-- Begin Selected excerpt --
Personally I think VSCode is a pretty weak IDE in a lot of ways. Half of the suggestions are more like "guesses" without any real context-aware processing happening. It's performance in automated refactoring or automatically detecting/fixing stuff like import errors is highly language dependent and poor quality for many (esp dynamic languages).

I've used many text editors and IDEs. Textmate 1 was the first I truly fell in love with, and over the years heavily used Textmate 2, Sublime, Atom, and VSCode. Spent a solid 6 months with SpaceMacs (look it up if you want to hurt your brain) but wasn't for me.

I started using IntelliJ at work for a single feature (the diff tool) and eventually switched over entirely to Jetbrains. WebStorm is by far the best web programming IDE I've used (react support is insane, w/ 0 time spent configuring it). I've used a few others (Ryder, CLIon) but IntelliJ is the work horse that gets it done for me.

I sometimes go try out VSCode again or other IDEs. They're fun and shiny for a day or two until the minor annoying issues pile up and the lack of depth in the features / code introspection becomes more obvious. Then back to IntelliJ.

I usually pirate most tools until they've demonstrated substantial value for me, and really hate subscriptions. But Jetbrains entire suite with the "returning customer" discount is like $150/year. And I got the discount on the entire suite because I had paid for Webstorm in the past, which seems really customer friendly. Really not trying to ride their dick or anything, I just feel like they really save me time and mental effort which is my most valuable resource these days.
-- End Selected excerpt --
-- Begin Material provided --
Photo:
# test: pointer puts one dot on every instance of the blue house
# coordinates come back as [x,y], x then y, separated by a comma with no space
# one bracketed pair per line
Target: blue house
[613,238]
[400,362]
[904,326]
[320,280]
-- End Material provided --
▸ **What is asked**: Say whether each statement agrees with the IDE comment, answering yes or no and quoting the words that decide it: (a) The writer started using IntelliJ at work for its diff tool. (b) The writer used SpaceMacs for more than a year. (c) The writer got the discount on the Jetbrains suite because of a past Webstorm purchase. These records have no connection to the IDE comment.

▸ **Result below**:
(a) Yes: "I started using IntelliJ at work for a single feature (the diff tool)"
(b) No: "Spent a solid 6 months with SpaceMacs"
(c) Yes: "I got the discount on the entire suite because I had paid for Webstorm in the past"